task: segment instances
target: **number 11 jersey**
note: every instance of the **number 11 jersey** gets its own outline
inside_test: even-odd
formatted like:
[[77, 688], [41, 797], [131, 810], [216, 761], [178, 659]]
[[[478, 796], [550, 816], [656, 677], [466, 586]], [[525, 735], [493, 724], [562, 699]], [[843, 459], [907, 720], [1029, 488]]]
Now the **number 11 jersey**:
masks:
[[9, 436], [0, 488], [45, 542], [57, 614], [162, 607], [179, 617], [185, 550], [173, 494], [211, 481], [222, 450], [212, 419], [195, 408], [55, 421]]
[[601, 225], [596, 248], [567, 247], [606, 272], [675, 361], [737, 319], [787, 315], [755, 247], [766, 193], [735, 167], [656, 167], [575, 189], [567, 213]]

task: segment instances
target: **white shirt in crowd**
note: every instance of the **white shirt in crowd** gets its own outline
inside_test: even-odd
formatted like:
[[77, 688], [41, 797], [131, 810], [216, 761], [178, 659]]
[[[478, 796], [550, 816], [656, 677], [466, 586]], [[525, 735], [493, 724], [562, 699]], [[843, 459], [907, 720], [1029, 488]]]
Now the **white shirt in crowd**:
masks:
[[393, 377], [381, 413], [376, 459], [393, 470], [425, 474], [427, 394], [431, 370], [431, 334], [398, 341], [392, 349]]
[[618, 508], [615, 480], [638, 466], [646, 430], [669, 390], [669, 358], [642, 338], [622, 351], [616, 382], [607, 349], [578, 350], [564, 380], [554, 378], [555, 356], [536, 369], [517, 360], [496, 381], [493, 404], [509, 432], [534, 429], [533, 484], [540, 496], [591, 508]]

## Required work
Rewrite every line of the entries above as a Markdown table with the columns Row and Line, numbering each row and leaving out blank lines.

## Task output
| Row | Line |
|---|---|
| 1 | task: segment instances |
| 2 | target: **number 11 jersey** |
| 3 | note: every instance of the **number 11 jersey** gets its own outline |
| 4 | inside_test: even-odd |
| 5 | formatted like: |
| 6 | [[77, 688], [41, 797], [131, 810], [216, 761], [178, 659]] |
| 7 | [[[478, 796], [550, 816], [656, 677], [466, 586]], [[525, 735], [493, 724], [562, 699]], [[843, 459], [907, 720], [1029, 488]]] |
| 8 | Now the **number 11 jersey**: |
| 9 | masks: |
| 10 | [[9, 436], [0, 488], [45, 542], [57, 614], [162, 607], [179, 617], [185, 550], [173, 494], [211, 481], [222, 450], [212, 419], [195, 408], [55, 421]] |
| 11 | [[601, 225], [596, 248], [567, 247], [606, 272], [675, 361], [737, 319], [787, 315], [755, 247], [766, 193], [735, 167], [656, 167], [575, 189], [567, 213]] |
| 12 | task: segment instances |
| 13 | target: **white shirt in crowd** |
| 14 | note: every instance of the **white shirt in crowd** gets its own outline |
| 15 | inside_test: even-odd |
| 16 | formatted like: |
| 17 | [[77, 688], [41, 797], [131, 810], [216, 761], [178, 659]] |
| 18 | [[[478, 796], [550, 816], [656, 677], [466, 586]], [[525, 735], [493, 724], [562, 699]], [[843, 459], [907, 720], [1029, 488]]] |
| 19 | Now the **white shirt in crowd**: |
| 20 | masks: |
| 21 | [[393, 377], [381, 413], [376, 459], [393, 470], [425, 474], [427, 394], [431, 370], [431, 334], [398, 341], [392, 349]] |
| 22 | [[618, 508], [615, 480], [638, 466], [646, 430], [669, 390], [669, 358], [642, 338], [622, 351], [616, 382], [607, 349], [578, 350], [564, 380], [554, 378], [555, 356], [536, 369], [517, 360], [496, 381], [493, 404], [509, 432], [534, 429], [533, 484], [540, 496], [591, 508]] |